**Extrait source:**
-=-=-
Le livre “La Face Cachée du Pétrole” fut publié par le journaliste Français Éric Laurent en 2006. Ce livre résume en quelque sorte l’histoire géopolitique du 20e siècle de la perspective du pétrole. Voici les éléments les plus importants de mes notes de lecture. La leçon principale que l’on peut en tirer selon moi est que le prix du pétrole est déterminé à 90% par la politique et à 10% par le marché.
Mes notes sont sous la forme de « bullet points », en ordre plus ou moins chronologique.
En 1901, William Know d’Arcy obtint une concession du Shah de Perse couvrant 770,000 km2 (plus vaste que le Texas), qui mena à la création de la Anglo-Persian Company en 1909, qui changera son nom pour l’Anglo-Iranian en 1935 et finalement BP en 1954. En 1914, sous l’initiative de Winston Churchill, le gouvernement britannique acquis une part de 51% dans l’entreprise pour 2.2 millions de livres.
L’Anglo-Persian détenait une part de 50% dans la Turkish Petroleum Company (TPC), qui fut organisée pour explorer et développer les ressources pétrolière de l’Empire Ottoman. Les autres actionnaires sont Shell et Deutsche Bank. Ceci dit, malgré son nom invoquant la Turquie, ses opérations étaient centrées sur l’Irak, lesquelles seront regroupées sous la Iraq Petroleum Company (IPC) en 1929.
En 1925, la TPC signe une entente avec le roi d’Irak concernant une concession qui durerait jusqu’en 2000, en échange d’une redevance de 4 shillings par tonne. Après la première guerre mondiale, la TPC fut démantelée. Les actions de Deutsche Bank furent saisies par la compagnie française Total.
Durant la première guerre mondiale, environ le quart du pétrole consommé par les forces alliées venait de la Standard Oil. Cette compagnie fut fondée en 1860 et démantelée en 33 compagnies en 1911 en vertu de la loi anti-monopole. Parmi ces entreprises, furent créées Exxon, Mobil, Chevron et Conoco. Rockefeller était aussi propriétaire de la Chase Bank.
Avant la révolution Bolchévique, les frères Nobel (incluant le fondateur du fameux prix) étaient propriétaires d’environ le tiers de la production de pétrole de Russie, Shell détenait le reste, mais tout fut évidemment nationalisé avec l’avènement du communisme. La Standard Oil acheté la part des Nobel pour $145 million puis la Chase Bank aida à financer le commerce entre les États-Unis et l’URSS de manière à être dans les bonnes grâces du régime soviétique. En échange, l’URSS lui attribua une concession de 50 ans, mais les États-Unis bloquèrent la transaction.
-=-=-
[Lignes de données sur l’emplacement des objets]
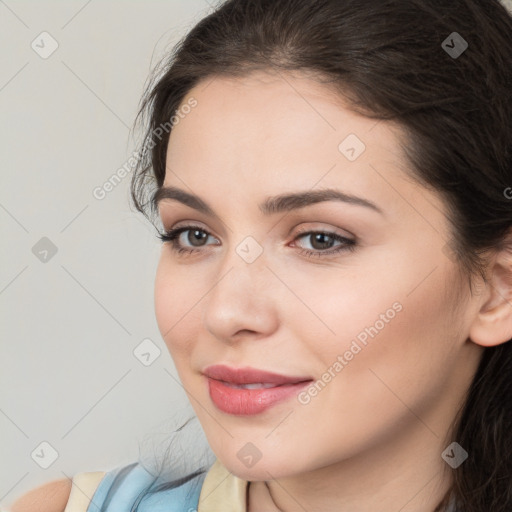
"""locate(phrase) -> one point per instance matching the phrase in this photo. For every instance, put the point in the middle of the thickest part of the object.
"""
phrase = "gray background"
(69, 324)
(71, 320)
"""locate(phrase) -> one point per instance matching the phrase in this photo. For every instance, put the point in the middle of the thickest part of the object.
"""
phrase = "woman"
(333, 182)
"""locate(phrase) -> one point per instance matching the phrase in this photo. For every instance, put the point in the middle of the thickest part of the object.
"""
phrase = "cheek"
(174, 300)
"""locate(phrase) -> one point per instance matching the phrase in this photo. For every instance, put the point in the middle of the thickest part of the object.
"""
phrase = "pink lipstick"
(246, 391)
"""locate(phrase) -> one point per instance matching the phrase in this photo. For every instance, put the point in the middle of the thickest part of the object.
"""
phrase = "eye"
(197, 237)
(321, 240)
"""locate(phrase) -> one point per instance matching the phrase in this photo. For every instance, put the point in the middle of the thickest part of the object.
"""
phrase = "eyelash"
(173, 237)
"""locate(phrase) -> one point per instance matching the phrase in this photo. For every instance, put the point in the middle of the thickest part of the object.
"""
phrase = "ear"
(493, 322)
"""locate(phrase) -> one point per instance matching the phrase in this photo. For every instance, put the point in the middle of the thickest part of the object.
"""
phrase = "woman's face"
(369, 318)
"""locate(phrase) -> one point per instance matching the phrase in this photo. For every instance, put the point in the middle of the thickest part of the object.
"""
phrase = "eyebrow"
(271, 205)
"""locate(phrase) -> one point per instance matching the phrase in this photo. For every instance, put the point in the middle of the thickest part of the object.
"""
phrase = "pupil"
(320, 237)
(197, 236)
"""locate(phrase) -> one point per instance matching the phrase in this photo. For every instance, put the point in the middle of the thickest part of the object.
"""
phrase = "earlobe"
(493, 324)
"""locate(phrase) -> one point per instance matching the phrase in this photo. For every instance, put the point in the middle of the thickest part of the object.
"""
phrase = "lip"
(243, 402)
(249, 375)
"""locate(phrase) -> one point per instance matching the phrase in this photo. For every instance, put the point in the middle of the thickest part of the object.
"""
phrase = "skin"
(372, 438)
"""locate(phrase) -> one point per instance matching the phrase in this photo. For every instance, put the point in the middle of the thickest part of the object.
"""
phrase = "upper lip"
(248, 375)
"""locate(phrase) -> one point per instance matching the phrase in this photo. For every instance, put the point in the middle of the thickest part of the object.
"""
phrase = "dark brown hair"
(390, 60)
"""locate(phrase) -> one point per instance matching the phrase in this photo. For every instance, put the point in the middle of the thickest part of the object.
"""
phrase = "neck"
(406, 474)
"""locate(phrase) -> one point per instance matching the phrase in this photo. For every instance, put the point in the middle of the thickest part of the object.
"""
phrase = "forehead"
(273, 122)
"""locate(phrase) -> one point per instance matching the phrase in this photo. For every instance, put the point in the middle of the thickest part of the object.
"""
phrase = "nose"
(242, 301)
-=-=-
**Tâches à réaliser:**
[1] Pour chacune des affirmations suivantes, dites si elle concorde avec le texte sur l’histoire du pétrole et citez les mots du texte qui le montrent. (a) En 1914, le gouvernement britannique prit une part de 51 % dans l’entreprise. (b) Les opérations de la Turkish Petroleum Company étaient centrées sur la Turquie. (c) La Standard Oil fut démantelée en 33 compagnies en 1911.
[2] Rédigez la suite du texte sur l’histoire du pétrole, en reprenant après sa dernière phrase.

**Ensemble des réponses:**
[1]
(a) Oui : « En 1914, sous l’initiative de Winston Churchill, le gouvernement britannique acquis une part de 51% dans l’entreprise pour 2.2 millions de livres. »
(b) Non : « malgré son nom invoquant la Turquie, ses opérations étaient centrées sur l’Irak ».
(c) Oui : « démantelée en 33 compagnies en 1911 en vertu de la loi anti-monopole ».

[2]
Les Soviétiques commencèrent à produire eux-mêmes le pétrole, envahissant le marché mondial et déprimant les prix. Leur pétrole faisait la convoitise des Allemands, qui ne pouvait subvenir qu’à 25% de leurs besoins, ce qui mena à l’Accord de Rapallo entre les deux pays en 1922. En plus d’approvisionnement en pétrole, les Allemands allaient pouvoir reconstruire leur capacité militaire grâce à des usines secrètement situées en URSS, à l’abri des inspecteurs du traité de Versailles. En contrepartie, les Allemands allaient fournir une aide technologique et stratégique pour constituer l’Armée Rouge.
En 1928, Henry Deterding, le fondateur et président de Shell, invita les présidents d’Exxon et BP, entre autres, à un manoir d’Écosse pour y conclure l’Accord d’Achnacarry, qui deviendrait un cartel international du pétrole 31 ans avant l’OPEP, comprenant 17 producteurs majeurs. L’existence de cet accord ne fut dévoilée au public qu’en 1952 dans le cadre d’une enquête de la Federal Trade Commission alléguant qu’il s’agissait d’une infraction à la loi anti-monopole. Cependant, l’administration Truman arrêta les procédures et étouffa l’affaire car cela donnerait des munitions à la propagande soviétique. Deterding allait devenir un fervent supporteur d’Hitler et fut éventuellement forcé à démissionner. L’Accord d’Achnacarry succédait à l’Accord de la Ligne Rouge de 1928, qui concernait un cartel oeuvrant au sein de l’ancien Empire Ottoman.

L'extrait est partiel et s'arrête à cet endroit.